## Objectives
1: Answer these from the accounting policies text, one per line:
(a) Where is the revaluation under the modified historical cost method recorded?
(b) What two conditions must a project meet for its finance costs to be capitalised?
(c) When are assets built by NGC moved from construction in progress to fixed assets?
2: Using the accounting policies text, please explain in one to three sentences why NGC's cost of debt would be used when capitalising finance costs.
3: Write the next part of the accounting policies text, starting after its final sentence.

## Source
Financial Accounting Policies




30 NOVEMBER 2004 NEW ZEALAND GAZETTE, No. 157 3877

Under the modified historical cost method, the revaluation, reflecting the difference between the net carrying value of the assets and the valuation (net of the deferred tax), is recorded in the asset revaluation reserve. In arriving at the net carrying value any accumulated depreciation is written back against the asset value. The revaluation increase or decrease is transferred from the revaluation reserve to retained earnings on the disposal of an asset.

Construction in progress is recorded at cost. For projects having a cost in excess of $\$500,000$ and a construction period of not less than three months, finance costs relating to that project are capitalised. The finance costs capitalised are based on the actual cost directly attributable to the construction of the asset. Where this is not clearly identifiable, NGC’s cost of debt is used. Assets constructed by NGC are commissioned and transferred from construction in progress to fixed assets as each facility or operating unit within a facility becomes operational and available for use.

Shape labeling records

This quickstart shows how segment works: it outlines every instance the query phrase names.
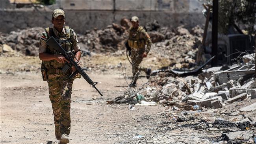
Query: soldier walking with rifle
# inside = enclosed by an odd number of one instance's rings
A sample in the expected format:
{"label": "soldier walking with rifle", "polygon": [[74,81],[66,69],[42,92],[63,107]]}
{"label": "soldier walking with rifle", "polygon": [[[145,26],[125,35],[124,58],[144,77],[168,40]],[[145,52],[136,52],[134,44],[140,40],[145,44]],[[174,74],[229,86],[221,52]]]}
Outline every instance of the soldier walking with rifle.
{"label": "soldier walking with rifle", "polygon": [[151,69],[141,67],[140,64],[143,58],[147,57],[149,52],[152,42],[145,28],[139,26],[139,18],[137,17],[132,17],[131,21],[132,26],[128,30],[129,38],[126,46],[128,49],[130,49],[129,54],[131,55],[131,63],[132,67],[132,80],[129,87],[136,87],[140,71],[145,72],[147,78],[149,78]]}
{"label": "soldier walking with rifle", "polygon": [[40,38],[39,57],[41,71],[49,87],[55,126],[55,136],[60,143],[69,142],[70,103],[74,78],[83,77],[102,96],[93,83],[78,64],[81,52],[76,35],[65,24],[64,11],[53,11],[52,28],[47,28]]}

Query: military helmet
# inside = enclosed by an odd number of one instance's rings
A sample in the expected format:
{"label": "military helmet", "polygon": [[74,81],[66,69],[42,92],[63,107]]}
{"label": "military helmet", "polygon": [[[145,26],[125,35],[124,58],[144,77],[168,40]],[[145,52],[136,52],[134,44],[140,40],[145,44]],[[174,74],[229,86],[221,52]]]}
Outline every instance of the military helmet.
{"label": "military helmet", "polygon": [[134,22],[138,22],[139,18],[136,16],[133,16],[132,17],[132,19],[131,19],[131,21],[134,21]]}
{"label": "military helmet", "polygon": [[53,11],[52,12],[53,18],[56,18],[60,15],[62,15],[64,17],[64,18],[65,18],[65,13],[62,9],[58,9]]}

## Results by task
1:
(a) In the asset revaluation reserve.
(b) A cost in excess of $500,000 and a construction period of not less than three months.
(c) As each facility or operating unit within a facility becomes operational and available for use.

2: Capitalised finance costs are normally based on the actual cost directly attributable to building the asset. NGC's cost of debt is used instead when that directly attributable cost is not clearly identifiable.

3:
iii) Current Assets

Accounts receivables are valued at their estimated realisable value. Inventories are valued at the lower of cost and net realisable value. Cost is determined on a weighted average basis. All other current assets are valued at their estimated realisable value.

iv) Depreciation

The rates of depreciation vary according to the nature and economic lives of the assets and fall within the following ranges (on a straight line basis):

Asset Type Depreciation Range
High Pressure Pipelines 65 Years
Compressors and Gate Stations 35-45 Years
Plant, Equipment & Motor Vehicles 5-20 years
Buildings 40-100 years
Capital Spares 5-20 years

Depreciation of pipelines commences when the pipeline is physically complete and flowing gas.

v) Deferred Income

Contributions received from gas utilities and other parties towards the capital expenditure on pipelines are accounted for initially in a deferred income account. Amortisation to income of the deferred income account takes place only after the obligations in connection with the contributions are performed. The deferred income account is amortised to the statement of financial performance over the life of the pipelines to which they relate or over the life of the gas supply contract, whichever is the shorter.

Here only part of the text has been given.